--- EXCERPTED TEXT Enclosed Below ---

The potential of SP-A to hinder the infectivity of SARS-CoV-2 was assessed using pseudotyped particles as well as the infectious SARS-CoV-2 Delta variant. The ability of SP-A to bind S protein and RBD and subsequently inhibit viral entry was also assessed.
Assays were conducted to confirm the involvement of SP-A in the infectivity, binding, and entry of the SARS-CoV-2 Delta variant. Additionally, SP-A levels in the salivary samples of COVID-19 patients who were hospitalized with different levels of disease severity were also determined.
Results
SP-A showed dose-dependent binding to the SARS-CoV-2 S protein in the presence of calcium. However, the presence of ethylenediaminetetraacetic acid (EDTA) reduced the interaction between SP-A and S protein by 46%. This suggests that while SP-A and S protein binding was somewhat calcium-dependent, other non-calcium-dependent regions may also be involved in their interaction since EDTA was not able to completely eliminate SP-A and S protein binding.
SP-A also showed dose-dependent binding to immobilized SARS-CoV-2 RBD. EDTA exposure resulted in a 59% reduction in SP-A and RBD binding, thereby indicating that the SP-A and RBD interaction involves the SP-A carbohydrate recognition domain (CRD) along with other domains.
Mannose and maltose decreased SP-A and S binding, while galactose and GlcNAc did not show significant inhibition. All tested sugars inhibited the recognition of RBD by SP-A.
Higher levels of maltose did not eliminate the interaction between SP-A and S protein and RBD. SP-A was also found to bind glycoconjugates on SARS-CoV-2 S protein and RBD. The observed interaction between proteins may occur irrespective of the presence or dosage of sugars, thus suggesting the possibility of other types of protein-protein interaction.
There was an elevation in the dose-dependent binding of SP-A to biotinylated hACE2. The binding of SP-A to hACE2 was reduced when exposed to EDTA, thus suggesting that calcium is necessary for their optimal interaction.

--- End of Enclosed EXCERPTED TEXT ---
--- EXTRACTED MATERIAL Enclosed Below ---

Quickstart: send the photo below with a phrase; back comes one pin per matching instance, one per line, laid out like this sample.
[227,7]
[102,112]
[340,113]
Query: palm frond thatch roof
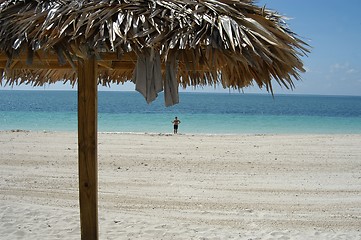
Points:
[205,42]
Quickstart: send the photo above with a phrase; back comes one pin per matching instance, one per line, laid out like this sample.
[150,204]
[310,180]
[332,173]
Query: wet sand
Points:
[164,186]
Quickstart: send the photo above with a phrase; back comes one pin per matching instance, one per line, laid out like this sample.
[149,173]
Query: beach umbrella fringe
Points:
[245,42]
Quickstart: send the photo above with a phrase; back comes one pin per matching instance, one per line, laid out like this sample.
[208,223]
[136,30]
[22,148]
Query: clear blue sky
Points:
[331,27]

--- End of Enclosed EXTRACTED MATERIAL ---

TASK SET:
A. How would you translate this sentence from the SP-A and SARS-CoV-2 text into Spanish: "Mannose and maltose decreased SP-A and S binding, while galactose and GlcNAc did not show significant inhibition."?
B. Can you carry the SP-A and SARS-CoV-2 text further, picking up after its last sentence?
These lines come from a different source than the SP-A and SARS-CoV-2 text.

OUTPUTS FOR THE TASKS:
A. La manosa y la maltosa disminuyeron la unión entre SP-A y S, mientras que la galactosa y la GlcNAc no mostraron una inhibición significativa.

B.
Mannose, which is a preferred ligand for SP-A, did not strongly inhibit the interaction between SP-A and hACE2. Thus, the interaction between SP-A and hACE2 may involve glycoconjugate and non-glycoconjugate binding.
SP-A was also found to decrease hACE2 binding to RBD, whereas bovine serum albumin (BSA) did not affect the interaction between RBD and hACE2. Thus, SP-A could disrupt the binding of RBD and hACE2.
COVID-19 patients had higher levels of total protein and SP-A in their saliva samples in comparison to healthy individuals. Furthermore, severe COVID-19 patients had significantly lower levels of SP-A, despite having higher total protein levels. Thus, maintaining a comparatively preserved SP-A level in the salivary mucosal samples of SARS-CoV-2-infected patients is crucial in alleviating severe COVID-19 symptoms.
Conclusions
SP-A has significant antiviral impacts on SARS-CoV-2 infectivity in lung epithelial cells that are achieved by the interaction between SP-A and the S protein, which inhibits viral binding, entry, and viral titers in susceptible cells. Thus, the study findings contribute to ongoing efforts in developing new surfactant-based treatments for COVID-19.
*Important notice: bioRxiv publishes preliminary scientific reports that are not peer-reviewed and, therefore, should not be regarded as conclusive, guide clinical practice/health-related behavior, or treated as established information.